BEGIN Dataset content
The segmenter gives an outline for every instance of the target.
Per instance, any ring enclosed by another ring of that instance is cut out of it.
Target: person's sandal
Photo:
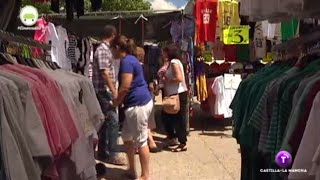
[[[178,147],[172,149],[172,152],[184,152],[187,151],[187,145],[186,144],[180,144]]]
[[[176,145],[179,145],[179,142],[175,138],[174,139],[167,138],[166,140],[164,140],[164,147],[165,148],[176,146]]]

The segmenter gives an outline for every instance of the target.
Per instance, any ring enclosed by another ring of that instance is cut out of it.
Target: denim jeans
[[[104,124],[99,131],[98,156],[103,158],[115,158],[119,152],[119,115],[117,108],[114,108],[112,94],[108,91],[98,92],[97,97],[106,117]]]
END Dataset content
Exercise prompt - Please, without any pictures, retype the records exactly as they appear.

Completed task -
The segmenter gives an outline for every instance of the target.
Per instance, any ring enclosed by another ring of that instance is cut out of it.
Target: person's sandal
Photo:
[[[178,147],[172,149],[172,152],[184,152],[187,151],[187,145],[186,144],[180,144]]]
[[[176,145],[179,145],[179,142],[175,138],[174,139],[167,138],[166,140],[164,140],[164,147],[165,148],[176,146]]]

The segmenter gives an outline for every instance of the target.
Per instance, any ring enclosed by another ring of that instance is cut out of it.
Target: denim jeans
[[[104,124],[99,131],[98,156],[103,158],[115,158],[119,152],[119,115],[117,108],[114,108],[112,94],[108,91],[98,92],[97,97],[106,117]]]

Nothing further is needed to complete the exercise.